:: Entries shown ::

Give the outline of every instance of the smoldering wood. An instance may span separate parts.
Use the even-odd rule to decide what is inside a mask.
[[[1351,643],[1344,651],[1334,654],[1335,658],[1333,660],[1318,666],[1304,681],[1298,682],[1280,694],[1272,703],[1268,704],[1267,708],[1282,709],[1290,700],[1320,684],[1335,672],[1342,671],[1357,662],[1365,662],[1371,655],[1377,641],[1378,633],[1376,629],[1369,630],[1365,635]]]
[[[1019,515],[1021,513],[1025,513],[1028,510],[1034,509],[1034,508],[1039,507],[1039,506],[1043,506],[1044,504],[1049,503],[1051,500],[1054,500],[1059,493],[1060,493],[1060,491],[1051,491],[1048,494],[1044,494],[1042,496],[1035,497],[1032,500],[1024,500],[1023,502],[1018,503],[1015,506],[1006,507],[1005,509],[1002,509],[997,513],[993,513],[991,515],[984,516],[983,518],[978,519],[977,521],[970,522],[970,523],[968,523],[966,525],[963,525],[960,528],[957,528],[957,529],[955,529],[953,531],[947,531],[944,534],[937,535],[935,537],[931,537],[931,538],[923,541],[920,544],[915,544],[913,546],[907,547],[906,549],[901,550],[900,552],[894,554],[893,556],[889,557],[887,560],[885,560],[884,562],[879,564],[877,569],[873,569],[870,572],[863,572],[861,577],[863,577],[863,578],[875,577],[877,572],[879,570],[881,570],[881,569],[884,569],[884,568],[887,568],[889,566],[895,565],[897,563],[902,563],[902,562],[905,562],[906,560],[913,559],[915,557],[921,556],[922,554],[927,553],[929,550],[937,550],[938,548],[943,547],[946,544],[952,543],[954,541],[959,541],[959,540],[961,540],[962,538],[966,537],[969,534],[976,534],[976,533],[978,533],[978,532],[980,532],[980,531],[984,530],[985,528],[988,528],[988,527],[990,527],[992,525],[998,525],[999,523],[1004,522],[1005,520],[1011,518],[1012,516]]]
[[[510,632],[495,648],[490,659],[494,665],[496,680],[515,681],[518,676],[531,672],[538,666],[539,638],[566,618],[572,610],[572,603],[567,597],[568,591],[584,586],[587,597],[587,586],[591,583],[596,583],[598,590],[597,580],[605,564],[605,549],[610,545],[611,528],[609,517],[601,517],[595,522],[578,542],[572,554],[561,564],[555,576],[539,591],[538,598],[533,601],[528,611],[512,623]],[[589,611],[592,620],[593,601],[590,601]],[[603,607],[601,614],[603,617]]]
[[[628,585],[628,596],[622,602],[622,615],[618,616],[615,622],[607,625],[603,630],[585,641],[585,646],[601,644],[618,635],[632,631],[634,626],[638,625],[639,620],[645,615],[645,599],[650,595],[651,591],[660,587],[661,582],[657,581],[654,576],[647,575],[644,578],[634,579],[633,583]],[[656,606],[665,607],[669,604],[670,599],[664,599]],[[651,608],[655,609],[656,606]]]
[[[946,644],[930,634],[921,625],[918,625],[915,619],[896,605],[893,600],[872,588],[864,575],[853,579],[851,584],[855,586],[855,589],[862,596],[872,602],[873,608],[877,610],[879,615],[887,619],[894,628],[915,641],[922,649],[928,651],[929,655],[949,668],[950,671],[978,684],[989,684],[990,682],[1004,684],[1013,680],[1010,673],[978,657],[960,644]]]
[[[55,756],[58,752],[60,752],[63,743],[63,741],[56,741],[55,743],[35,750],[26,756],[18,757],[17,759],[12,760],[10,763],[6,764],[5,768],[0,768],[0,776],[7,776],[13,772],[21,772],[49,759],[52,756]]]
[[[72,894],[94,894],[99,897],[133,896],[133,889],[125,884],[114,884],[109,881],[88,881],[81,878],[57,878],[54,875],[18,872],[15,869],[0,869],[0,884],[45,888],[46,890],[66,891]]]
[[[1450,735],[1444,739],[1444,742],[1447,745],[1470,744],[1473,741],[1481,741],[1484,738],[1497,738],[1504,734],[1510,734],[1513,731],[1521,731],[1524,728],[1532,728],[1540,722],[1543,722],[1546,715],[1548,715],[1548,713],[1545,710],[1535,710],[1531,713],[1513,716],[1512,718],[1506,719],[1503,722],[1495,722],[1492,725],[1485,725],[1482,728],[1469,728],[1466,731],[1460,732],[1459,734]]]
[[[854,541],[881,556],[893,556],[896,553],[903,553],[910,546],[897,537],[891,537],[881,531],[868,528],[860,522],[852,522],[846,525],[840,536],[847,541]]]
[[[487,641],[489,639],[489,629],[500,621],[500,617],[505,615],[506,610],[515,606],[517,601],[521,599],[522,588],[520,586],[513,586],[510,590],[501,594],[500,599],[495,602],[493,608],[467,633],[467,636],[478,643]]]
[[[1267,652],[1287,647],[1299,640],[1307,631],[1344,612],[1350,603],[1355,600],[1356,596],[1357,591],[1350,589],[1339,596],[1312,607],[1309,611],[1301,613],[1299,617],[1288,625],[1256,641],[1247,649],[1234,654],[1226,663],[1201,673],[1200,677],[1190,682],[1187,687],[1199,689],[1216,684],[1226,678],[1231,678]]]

:::

* Problem details
What is needed is a faithful transcription of every entry.

* Output of the task
Give the outline of every instance of the smoldering wood. An instance may span separate parts.
Use the even-odd rule to decide what is inside a mask.
[[[1351,643],[1344,651],[1334,654],[1335,658],[1333,660],[1318,666],[1304,681],[1298,682],[1280,694],[1272,703],[1268,704],[1267,708],[1282,709],[1290,700],[1320,684],[1335,672],[1342,671],[1357,662],[1365,662],[1371,655],[1377,641],[1378,633],[1376,629],[1369,630],[1365,635]]]
[[[1019,515],[1021,513],[1025,513],[1028,510],[1034,509],[1034,508],[1039,507],[1039,506],[1043,506],[1044,504],[1049,503],[1051,500],[1054,500],[1059,493],[1060,493],[1060,491],[1051,491],[1048,494],[1044,494],[1042,496],[1035,497],[1032,500],[1024,500],[1023,502],[1018,503],[1015,506],[1006,507],[1005,509],[1002,509],[997,513],[993,513],[991,515],[984,516],[983,518],[978,519],[977,521],[970,522],[970,523],[968,523],[966,525],[963,525],[960,528],[957,528],[957,529],[955,529],[953,531],[947,531],[944,534],[937,535],[935,537],[931,537],[931,538],[923,541],[920,544],[915,544],[913,546],[907,547],[906,549],[901,550],[900,552],[894,554],[893,556],[889,557],[887,560],[885,560],[884,562],[879,564],[877,569],[873,569],[870,572],[863,572],[861,577],[863,577],[863,578],[875,577],[877,572],[879,570],[881,570],[881,569],[884,569],[884,568],[887,568],[889,566],[895,565],[897,563],[902,563],[902,562],[905,562],[906,560],[913,559],[915,557],[921,556],[922,554],[927,553],[929,550],[937,550],[938,548],[943,547],[946,544],[952,543],[954,541],[959,541],[959,540],[961,540],[962,538],[966,537],[969,534],[976,534],[976,533],[978,533],[978,532],[980,532],[980,531],[984,530],[985,528],[988,528],[988,527],[990,527],[992,525],[998,525],[999,523],[1004,522],[1005,520],[1011,518],[1012,516]]]
[[[510,632],[495,648],[490,659],[494,665],[496,680],[515,681],[518,676],[531,672],[538,666],[539,638],[566,618],[572,610],[572,603],[567,597],[568,591],[584,586],[587,597],[587,586],[591,583],[596,583],[598,590],[597,580],[605,564],[605,549],[610,545],[611,528],[609,517],[601,517],[595,522],[578,542],[572,554],[561,564],[555,576],[539,591],[538,598],[533,601],[528,611],[512,623]],[[589,611],[592,620],[593,601],[590,601]],[[603,607],[601,614],[603,617]]]
[[[628,585],[628,596],[622,602],[622,615],[618,616],[615,622],[607,625],[603,630],[585,641],[585,646],[601,644],[618,635],[632,631],[634,626],[638,625],[639,620],[645,615],[645,599],[650,595],[651,591],[660,587],[661,582],[657,581],[654,576],[647,575],[644,578],[634,579],[633,583]],[[656,606],[665,607],[669,604],[670,599],[664,599]],[[651,608],[655,609],[656,606]]]
[[[946,644],[930,634],[921,625],[918,625],[915,619],[896,605],[893,600],[872,588],[864,575],[853,579],[851,584],[855,586],[855,589],[862,596],[872,602],[873,608],[877,610],[879,615],[887,619],[894,628],[915,641],[922,649],[928,651],[929,655],[949,668],[950,671],[978,684],[989,684],[990,682],[1004,684],[1013,680],[1010,673],[978,657],[960,644]]]
[[[55,756],[58,752],[60,752],[63,743],[63,741],[56,741],[55,743],[35,750],[26,756],[18,757],[17,759],[12,760],[10,763],[6,764],[5,768],[0,768],[0,776],[7,776],[13,772],[21,772],[49,759],[52,756]]]
[[[72,894],[94,894],[99,897],[133,896],[133,889],[125,884],[114,884],[109,881],[88,881],[81,878],[57,878],[54,875],[18,872],[15,869],[0,869],[0,884],[45,888],[46,890],[66,891]]]
[[[1450,735],[1444,739],[1444,742],[1447,745],[1470,744],[1473,741],[1481,741],[1484,738],[1497,738],[1504,734],[1510,734],[1513,731],[1521,731],[1524,728],[1532,728],[1540,722],[1543,722],[1546,715],[1548,715],[1548,713],[1545,710],[1535,710],[1531,713],[1513,716],[1512,718],[1506,719],[1503,722],[1495,722],[1492,725],[1485,725],[1482,728],[1469,728],[1466,731],[1460,732],[1459,734]]]
[[[854,541],[881,556],[893,556],[896,553],[903,553],[910,546],[897,537],[891,537],[881,531],[868,528],[860,522],[852,522],[846,525],[840,536],[847,541]]]
[[[487,641],[489,639],[489,629],[500,621],[500,617],[505,615],[506,610],[515,606],[517,601],[521,599],[522,588],[520,586],[513,586],[510,590],[501,594],[500,599],[495,602],[493,608],[467,633],[467,636],[478,643]]]
[[[1267,652],[1287,647],[1299,640],[1307,631],[1344,612],[1350,603],[1355,600],[1356,596],[1357,591],[1350,589],[1339,596],[1312,607],[1309,611],[1301,613],[1299,617],[1288,625],[1256,641],[1247,649],[1234,654],[1226,663],[1201,673],[1200,677],[1190,682],[1187,687],[1199,689],[1216,684],[1226,678],[1231,678]]]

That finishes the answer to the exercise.